Source data

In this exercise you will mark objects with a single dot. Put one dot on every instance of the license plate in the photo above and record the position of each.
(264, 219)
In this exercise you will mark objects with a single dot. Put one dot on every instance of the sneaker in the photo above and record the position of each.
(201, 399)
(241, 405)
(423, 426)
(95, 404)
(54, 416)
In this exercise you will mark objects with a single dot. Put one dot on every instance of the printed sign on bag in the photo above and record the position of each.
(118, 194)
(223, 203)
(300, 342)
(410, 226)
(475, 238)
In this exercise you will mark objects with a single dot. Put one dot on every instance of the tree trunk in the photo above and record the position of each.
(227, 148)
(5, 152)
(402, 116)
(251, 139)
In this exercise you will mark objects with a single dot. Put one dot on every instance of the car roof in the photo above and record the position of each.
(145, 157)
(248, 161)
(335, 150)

## What you are asked to do
Every entry is to be restated word for word.

## Completed exercise
In this exercise you will mark objects with a single dot. Put one dot on every instance of the license plate in the photo above and record the position of each.
(264, 219)
In this exercise you will mark objects with a single dot. Put one dot on every instance of the sneaker in the photo above and record the position of each.
(201, 399)
(241, 405)
(423, 426)
(95, 404)
(54, 416)
In this exercise you will mark objects with a single dot. Put one dot on every instance of the printed sign on bag in the photo above and record the position of each.
(118, 194)
(223, 203)
(300, 342)
(410, 226)
(475, 238)
In this exercise you will mark objects with a single dot. Put one dot on every instance of the tree trunk in the photo above and record the position of each.
(227, 148)
(5, 152)
(402, 116)
(251, 139)
In this exercise you will mark objects with a single dot. Put one dot on every instance of the car roof in the photo above and record the position of each.
(145, 157)
(248, 161)
(335, 150)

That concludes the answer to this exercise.